TASK INPUTS —
━━━━
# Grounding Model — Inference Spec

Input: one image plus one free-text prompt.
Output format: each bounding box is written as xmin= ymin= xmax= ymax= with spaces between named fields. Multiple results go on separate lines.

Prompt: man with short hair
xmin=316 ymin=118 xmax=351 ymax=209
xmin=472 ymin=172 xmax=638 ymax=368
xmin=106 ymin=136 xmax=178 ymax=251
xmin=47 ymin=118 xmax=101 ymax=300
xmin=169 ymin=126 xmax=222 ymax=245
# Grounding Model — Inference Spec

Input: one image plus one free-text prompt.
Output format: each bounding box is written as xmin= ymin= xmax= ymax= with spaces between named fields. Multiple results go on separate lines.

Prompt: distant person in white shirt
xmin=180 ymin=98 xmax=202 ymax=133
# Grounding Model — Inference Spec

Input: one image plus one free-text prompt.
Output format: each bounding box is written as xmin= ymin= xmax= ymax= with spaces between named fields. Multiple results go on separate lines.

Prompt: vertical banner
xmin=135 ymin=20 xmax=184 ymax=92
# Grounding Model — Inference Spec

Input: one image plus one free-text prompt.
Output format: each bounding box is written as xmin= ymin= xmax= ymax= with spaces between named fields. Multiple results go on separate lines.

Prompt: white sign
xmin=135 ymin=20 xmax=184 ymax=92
━━━━
WRITTEN TASK —
Copy every entry above verbatim, line for line, without any change.

ANSWER FOR THE TASK —
# Grounding Model — Inference Spec

Input: one image plus one free-text prompt.
Output format: each bounding box is written as xmin= ymin= xmax= ymax= with spaces between named fields. Multiple results go on separate lines.

Prompt: man with short hair
xmin=316 ymin=118 xmax=351 ymax=209
xmin=472 ymin=172 xmax=638 ymax=368
xmin=106 ymin=136 xmax=178 ymax=251
xmin=47 ymin=118 xmax=101 ymax=300
xmin=169 ymin=126 xmax=222 ymax=245
# Grounding Model — Inference Spec

Input: one image plus one free-text prompt.
Output format: each bounding box is written as xmin= ymin= xmax= ymax= with spaces between named fields. Multiple results go on separate lines.

Prompt: distant person in white shirt
xmin=180 ymin=98 xmax=202 ymax=133
# Grounding Model — Inference Spec

Input: one image plus one free-text prompt.
Output format: each bounding box is written as xmin= ymin= xmax= ymax= with spaces between named fields. Multiple results go on separate lines.

Prompt: vertical banner
xmin=135 ymin=20 xmax=184 ymax=92
# Grounding Model — Inference Spec

Input: one image plus one free-text prompt.
Output format: each bounding box is written as xmin= ymin= xmax= ymax= with spaces between named fields. Multiple results go on separate lines.

Prompt: white sign
xmin=135 ymin=20 xmax=184 ymax=92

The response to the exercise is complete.